Data extracted from a collection:
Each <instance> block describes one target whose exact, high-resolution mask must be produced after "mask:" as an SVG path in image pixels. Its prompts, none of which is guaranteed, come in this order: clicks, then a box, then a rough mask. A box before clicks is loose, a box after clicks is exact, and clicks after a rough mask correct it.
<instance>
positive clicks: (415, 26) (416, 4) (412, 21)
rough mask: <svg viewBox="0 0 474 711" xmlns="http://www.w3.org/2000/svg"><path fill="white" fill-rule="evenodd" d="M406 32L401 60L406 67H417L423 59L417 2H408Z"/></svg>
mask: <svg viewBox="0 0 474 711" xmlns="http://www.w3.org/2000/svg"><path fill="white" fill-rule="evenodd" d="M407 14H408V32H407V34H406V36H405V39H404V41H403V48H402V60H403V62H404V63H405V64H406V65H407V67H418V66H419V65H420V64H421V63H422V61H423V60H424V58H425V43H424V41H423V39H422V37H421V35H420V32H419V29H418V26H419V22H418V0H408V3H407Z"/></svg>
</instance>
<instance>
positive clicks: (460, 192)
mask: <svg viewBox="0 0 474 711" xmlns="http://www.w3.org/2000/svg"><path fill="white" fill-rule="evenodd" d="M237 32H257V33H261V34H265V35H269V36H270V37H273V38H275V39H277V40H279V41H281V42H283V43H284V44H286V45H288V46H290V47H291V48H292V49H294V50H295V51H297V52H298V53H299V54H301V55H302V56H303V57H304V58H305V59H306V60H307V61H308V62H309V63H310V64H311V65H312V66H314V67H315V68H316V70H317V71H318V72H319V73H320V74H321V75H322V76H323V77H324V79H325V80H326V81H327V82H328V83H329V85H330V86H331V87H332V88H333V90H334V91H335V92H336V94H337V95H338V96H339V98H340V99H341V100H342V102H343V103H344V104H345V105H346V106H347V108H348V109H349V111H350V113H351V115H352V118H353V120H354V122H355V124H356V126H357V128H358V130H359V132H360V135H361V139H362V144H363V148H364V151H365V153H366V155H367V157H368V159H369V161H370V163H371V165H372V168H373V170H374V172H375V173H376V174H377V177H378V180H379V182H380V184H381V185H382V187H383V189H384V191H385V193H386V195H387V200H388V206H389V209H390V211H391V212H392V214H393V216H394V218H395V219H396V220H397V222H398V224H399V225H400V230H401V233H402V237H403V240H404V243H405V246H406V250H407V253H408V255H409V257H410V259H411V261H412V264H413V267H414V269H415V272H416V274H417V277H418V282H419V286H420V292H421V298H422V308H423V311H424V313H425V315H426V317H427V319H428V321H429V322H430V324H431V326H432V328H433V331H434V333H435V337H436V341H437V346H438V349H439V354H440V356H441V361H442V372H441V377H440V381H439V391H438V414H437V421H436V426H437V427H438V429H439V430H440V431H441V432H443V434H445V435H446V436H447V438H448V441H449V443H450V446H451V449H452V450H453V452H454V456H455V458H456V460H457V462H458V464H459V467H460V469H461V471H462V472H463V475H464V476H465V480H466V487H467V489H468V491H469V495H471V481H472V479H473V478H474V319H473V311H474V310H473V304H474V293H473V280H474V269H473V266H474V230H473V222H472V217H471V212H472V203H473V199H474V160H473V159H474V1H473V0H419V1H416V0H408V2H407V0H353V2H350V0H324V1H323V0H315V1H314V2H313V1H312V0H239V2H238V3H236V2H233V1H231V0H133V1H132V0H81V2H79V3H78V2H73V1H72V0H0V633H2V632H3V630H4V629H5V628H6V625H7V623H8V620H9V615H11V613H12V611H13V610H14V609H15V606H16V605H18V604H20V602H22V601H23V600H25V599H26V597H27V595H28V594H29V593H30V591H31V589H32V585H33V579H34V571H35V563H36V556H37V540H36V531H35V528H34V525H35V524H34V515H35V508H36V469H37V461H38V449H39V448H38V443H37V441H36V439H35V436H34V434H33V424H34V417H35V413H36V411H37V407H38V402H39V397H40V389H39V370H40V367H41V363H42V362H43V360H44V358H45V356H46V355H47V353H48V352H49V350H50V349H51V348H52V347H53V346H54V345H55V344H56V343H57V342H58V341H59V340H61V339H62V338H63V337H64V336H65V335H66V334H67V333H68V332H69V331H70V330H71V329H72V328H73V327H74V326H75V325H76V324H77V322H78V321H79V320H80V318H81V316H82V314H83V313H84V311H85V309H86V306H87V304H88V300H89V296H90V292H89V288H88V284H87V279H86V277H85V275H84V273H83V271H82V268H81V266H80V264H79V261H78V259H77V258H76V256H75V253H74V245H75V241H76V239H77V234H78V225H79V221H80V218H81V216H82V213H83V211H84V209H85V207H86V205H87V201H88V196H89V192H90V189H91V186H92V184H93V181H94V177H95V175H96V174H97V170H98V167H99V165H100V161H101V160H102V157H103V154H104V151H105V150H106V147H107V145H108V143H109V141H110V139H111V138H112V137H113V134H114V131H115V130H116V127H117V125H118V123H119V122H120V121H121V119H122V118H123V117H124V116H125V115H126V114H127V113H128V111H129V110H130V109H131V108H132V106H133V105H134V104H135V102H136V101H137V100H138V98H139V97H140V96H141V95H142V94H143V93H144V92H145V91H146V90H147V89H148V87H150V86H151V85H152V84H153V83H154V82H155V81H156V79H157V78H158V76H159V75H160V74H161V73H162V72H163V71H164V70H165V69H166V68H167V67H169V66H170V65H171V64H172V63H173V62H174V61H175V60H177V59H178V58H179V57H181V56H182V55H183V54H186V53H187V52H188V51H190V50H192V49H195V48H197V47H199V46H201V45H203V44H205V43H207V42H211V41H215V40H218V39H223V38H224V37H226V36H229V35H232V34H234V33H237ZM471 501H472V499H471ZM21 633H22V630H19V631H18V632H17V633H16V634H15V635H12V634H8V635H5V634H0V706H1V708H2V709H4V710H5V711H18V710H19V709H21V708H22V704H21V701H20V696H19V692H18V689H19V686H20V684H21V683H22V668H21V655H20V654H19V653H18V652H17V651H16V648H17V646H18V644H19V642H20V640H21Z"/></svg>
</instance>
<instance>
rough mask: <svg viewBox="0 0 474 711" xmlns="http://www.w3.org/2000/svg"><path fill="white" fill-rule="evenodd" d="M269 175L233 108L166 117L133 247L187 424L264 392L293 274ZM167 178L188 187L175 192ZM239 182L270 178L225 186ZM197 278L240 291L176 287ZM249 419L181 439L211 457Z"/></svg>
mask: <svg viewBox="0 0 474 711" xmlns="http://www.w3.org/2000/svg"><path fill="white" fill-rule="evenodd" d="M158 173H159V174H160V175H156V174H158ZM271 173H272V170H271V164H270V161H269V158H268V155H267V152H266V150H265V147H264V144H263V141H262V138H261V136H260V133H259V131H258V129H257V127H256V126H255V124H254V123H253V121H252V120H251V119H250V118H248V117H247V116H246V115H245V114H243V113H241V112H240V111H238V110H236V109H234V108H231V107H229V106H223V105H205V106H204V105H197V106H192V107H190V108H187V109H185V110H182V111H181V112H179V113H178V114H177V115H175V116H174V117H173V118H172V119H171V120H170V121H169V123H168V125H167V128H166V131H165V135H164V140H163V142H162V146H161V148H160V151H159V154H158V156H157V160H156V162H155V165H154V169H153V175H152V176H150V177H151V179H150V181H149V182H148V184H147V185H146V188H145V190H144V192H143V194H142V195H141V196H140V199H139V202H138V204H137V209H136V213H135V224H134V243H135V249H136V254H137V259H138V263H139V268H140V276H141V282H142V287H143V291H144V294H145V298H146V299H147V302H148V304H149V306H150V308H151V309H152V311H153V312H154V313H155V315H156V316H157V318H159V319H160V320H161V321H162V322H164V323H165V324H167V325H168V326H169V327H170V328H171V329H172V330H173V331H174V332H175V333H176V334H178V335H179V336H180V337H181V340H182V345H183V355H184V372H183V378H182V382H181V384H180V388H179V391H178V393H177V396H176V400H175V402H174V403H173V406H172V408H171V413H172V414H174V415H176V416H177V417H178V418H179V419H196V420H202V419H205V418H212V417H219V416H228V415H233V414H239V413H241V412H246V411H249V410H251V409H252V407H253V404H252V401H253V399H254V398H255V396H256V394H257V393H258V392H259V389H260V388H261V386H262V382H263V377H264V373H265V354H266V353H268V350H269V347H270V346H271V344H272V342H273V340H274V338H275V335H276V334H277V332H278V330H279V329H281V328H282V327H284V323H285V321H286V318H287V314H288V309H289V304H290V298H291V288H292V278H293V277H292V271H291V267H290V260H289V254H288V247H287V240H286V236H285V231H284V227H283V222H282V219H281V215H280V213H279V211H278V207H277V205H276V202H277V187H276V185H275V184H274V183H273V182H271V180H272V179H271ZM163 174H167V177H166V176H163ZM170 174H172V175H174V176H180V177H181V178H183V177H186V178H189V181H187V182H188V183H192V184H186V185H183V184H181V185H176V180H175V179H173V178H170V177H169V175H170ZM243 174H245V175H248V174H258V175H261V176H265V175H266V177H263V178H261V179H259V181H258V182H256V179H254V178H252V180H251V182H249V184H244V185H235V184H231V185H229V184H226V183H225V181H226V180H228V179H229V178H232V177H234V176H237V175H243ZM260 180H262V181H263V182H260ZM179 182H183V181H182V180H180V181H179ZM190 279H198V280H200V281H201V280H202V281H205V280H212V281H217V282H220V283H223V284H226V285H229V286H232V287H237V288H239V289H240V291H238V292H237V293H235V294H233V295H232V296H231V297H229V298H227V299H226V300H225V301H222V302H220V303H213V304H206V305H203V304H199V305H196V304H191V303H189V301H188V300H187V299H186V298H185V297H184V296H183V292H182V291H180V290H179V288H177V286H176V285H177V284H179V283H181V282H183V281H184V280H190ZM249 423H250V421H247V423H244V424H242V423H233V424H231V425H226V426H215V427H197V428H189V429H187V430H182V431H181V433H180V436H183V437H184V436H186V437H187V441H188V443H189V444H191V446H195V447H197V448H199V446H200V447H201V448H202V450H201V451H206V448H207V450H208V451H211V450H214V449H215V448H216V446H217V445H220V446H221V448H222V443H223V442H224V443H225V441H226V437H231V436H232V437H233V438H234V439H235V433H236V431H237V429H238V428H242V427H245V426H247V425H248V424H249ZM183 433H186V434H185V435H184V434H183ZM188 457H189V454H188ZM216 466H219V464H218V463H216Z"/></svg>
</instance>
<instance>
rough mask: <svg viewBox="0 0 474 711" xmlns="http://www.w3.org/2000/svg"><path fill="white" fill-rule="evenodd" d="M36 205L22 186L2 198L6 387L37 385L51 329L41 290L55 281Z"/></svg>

* _Directions_: Lines after the one containing "positive clicks: (415, 26) (416, 4) (412, 21)" are not part of the task. Output the entries exactly from their first line through that one.

* _Written solution_:
Each <instance> block describes one target whose exact, high-resolution mask must be produced after "mask:" as an SVG path in image pixels. Its prompts, none of which is guaranteed, come in this order: clicks, then a box, then a rough mask. A box before clicks is loose, a box after clicks is exact, and clicks after a rough mask correct it.
<instance>
positive clicks: (415, 26) (416, 4) (412, 21)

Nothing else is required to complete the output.